Text START

Students explore careers at expo
WINCHESTER – Rather than just sitting and listening to a career day representative ramble on about a typical day at work, seventh graders from across the region were able to really sink their hands into activities fostered by local businesses at the first-ever Worlds of Work Career Expo.
Lord Fairfax Community College Career Pathways Consortium managed the event at the Body Renew Fitness & Family Sports Center on Tuesday and today in collaboration with almost 100 other partners.
Seventh grade classes from Clarke, Frederick, Page, Rappahannock, Shenandoah, Warren counties and Winchester filled out an expo passport that showed they had explored exhibitors specializing in various fields. The center was divided into eight sections focusing on job opportunities within each “world of work.”
Each student received a backpack from the expo to hold all sorts of goodies from more than 50 booths and had a chance not only to pick up pamphlets and talk with representatives, but also get a little taste of on-the-job activities.
Sadie Kerns, a student at Frederick County Middle School, said she walked into the fair thinking she would be interested in the medical portion of the expo. But after some down-and-dirty hands on time in that world of work – including a close encounter with a pig’s heart – she said she was having second thoughts. Luckily, she was able to explore plenty of other booths with engaging activities that didn’t involve animal guts.
“I was expecting it to be like, people just talking and lecturing, but then when we came here it’s hands-on and it’s really cool,” she said.
Parents and families could refer to the fields explored as part of the expo in a pamphlet, which also referenced the education and training needed for certain positions as well as salary expectations.
Coordinator Katie Rice, Shenandoah County Public Schools’ supervisor of career and technical education, said the idea came about more than two years ago after Winchester coordinator Todd Lynn observed a similar event in Mobile, Alabama, and wanted to emulate that level of direct student involvement in a job fair.

Text END
Records START

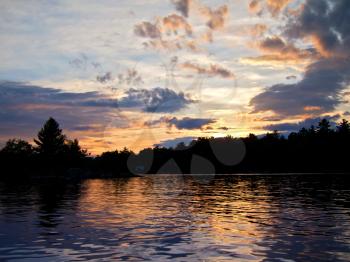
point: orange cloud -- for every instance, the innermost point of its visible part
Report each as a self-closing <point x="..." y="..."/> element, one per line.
<point x="173" y="23"/>
<point x="277" y="51"/>
<point x="212" y="70"/>
<point x="274" y="7"/>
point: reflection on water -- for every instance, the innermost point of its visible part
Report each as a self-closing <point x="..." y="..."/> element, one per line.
<point x="182" y="218"/>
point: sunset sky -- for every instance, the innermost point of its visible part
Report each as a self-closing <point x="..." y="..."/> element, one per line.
<point x="132" y="73"/>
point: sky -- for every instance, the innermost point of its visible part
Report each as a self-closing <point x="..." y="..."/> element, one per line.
<point x="135" y="74"/>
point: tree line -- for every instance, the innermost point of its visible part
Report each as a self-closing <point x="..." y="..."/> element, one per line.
<point x="319" y="148"/>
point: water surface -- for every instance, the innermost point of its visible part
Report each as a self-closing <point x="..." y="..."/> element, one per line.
<point x="178" y="218"/>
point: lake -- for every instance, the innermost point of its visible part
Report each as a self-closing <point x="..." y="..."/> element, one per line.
<point x="178" y="218"/>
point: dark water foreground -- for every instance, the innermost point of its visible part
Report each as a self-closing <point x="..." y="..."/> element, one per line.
<point x="178" y="218"/>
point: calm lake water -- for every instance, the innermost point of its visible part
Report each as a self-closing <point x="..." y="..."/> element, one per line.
<point x="178" y="218"/>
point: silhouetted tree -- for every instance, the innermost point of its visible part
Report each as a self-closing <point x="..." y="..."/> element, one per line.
<point x="324" y="127"/>
<point x="51" y="140"/>
<point x="344" y="127"/>
<point x="17" y="147"/>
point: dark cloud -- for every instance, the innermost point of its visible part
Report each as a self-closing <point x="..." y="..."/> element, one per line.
<point x="182" y="123"/>
<point x="183" y="6"/>
<point x="174" y="142"/>
<point x="147" y="29"/>
<point x="307" y="123"/>
<point x="130" y="77"/>
<point x="104" y="78"/>
<point x="326" y="23"/>
<point x="291" y="77"/>
<point x="155" y="100"/>
<point x="24" y="108"/>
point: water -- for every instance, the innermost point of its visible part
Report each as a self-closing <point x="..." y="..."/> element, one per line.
<point x="178" y="218"/>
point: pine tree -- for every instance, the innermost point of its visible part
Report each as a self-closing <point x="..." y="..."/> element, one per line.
<point x="51" y="140"/>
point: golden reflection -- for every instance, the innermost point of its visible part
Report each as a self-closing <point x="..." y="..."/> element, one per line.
<point x="226" y="213"/>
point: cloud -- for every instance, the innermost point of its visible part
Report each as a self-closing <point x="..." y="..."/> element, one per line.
<point x="104" y="78"/>
<point x="147" y="29"/>
<point x="174" y="32"/>
<point x="216" y="17"/>
<point x="183" y="6"/>
<point x="212" y="70"/>
<point x="173" y="23"/>
<point x="182" y="123"/>
<point x="307" y="123"/>
<point x="130" y="77"/>
<point x="325" y="23"/>
<point x="320" y="90"/>
<point x="291" y="77"/>
<point x="174" y="142"/>
<point x="273" y="7"/>
<point x="24" y="108"/>
<point x="155" y="100"/>
<point x="277" y="51"/>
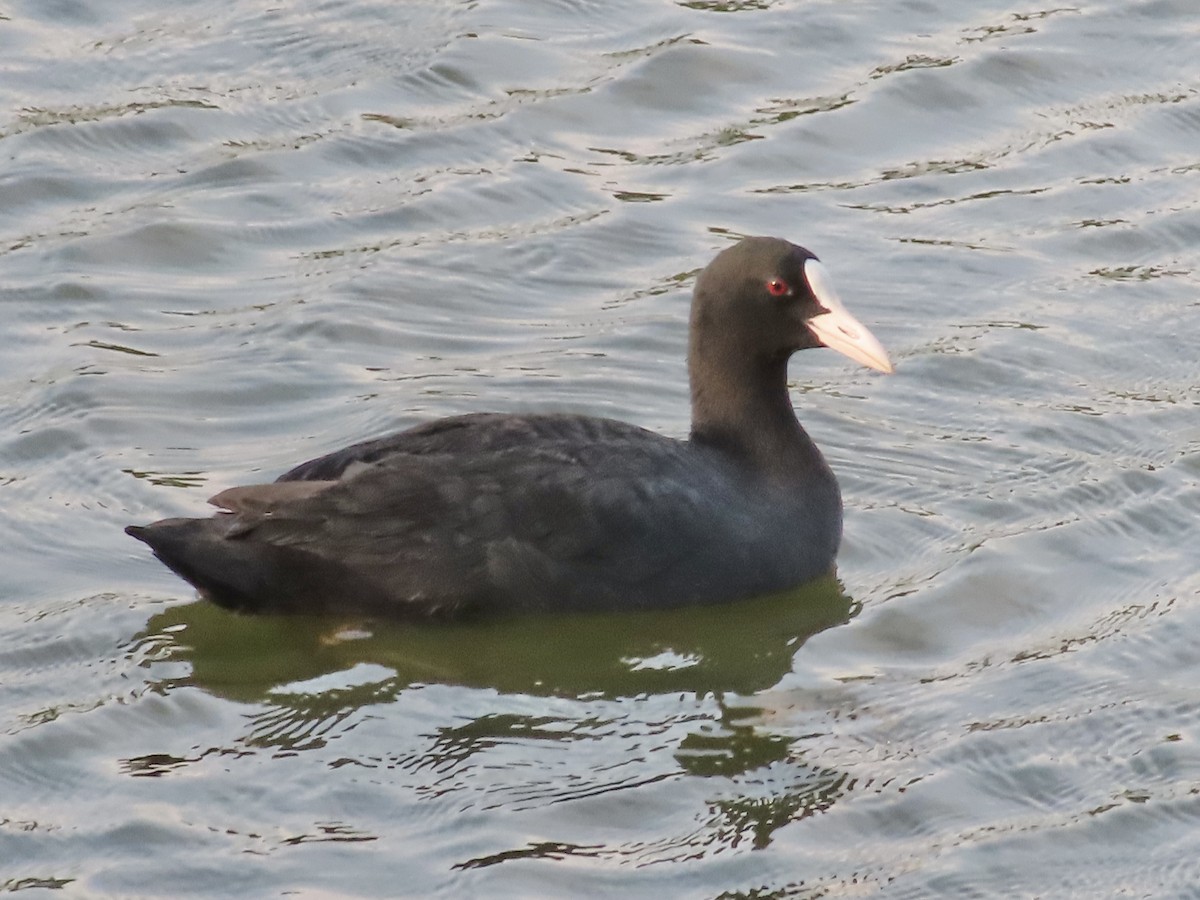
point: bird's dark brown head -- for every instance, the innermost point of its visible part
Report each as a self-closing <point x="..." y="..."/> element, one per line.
<point x="766" y="298"/>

Records END

> [What the task asks]:
Answer these three questions using the career expo article, numbering your answers to match:
1. How many sections was the center divided into?
2. What school does Sadie Kerns attend?
3. In what city did Todd Lynn observe a similar event?

> [Solution to the exercise]:
1. Eight
2. Frederick County Middle School
3. Mobile, Alabama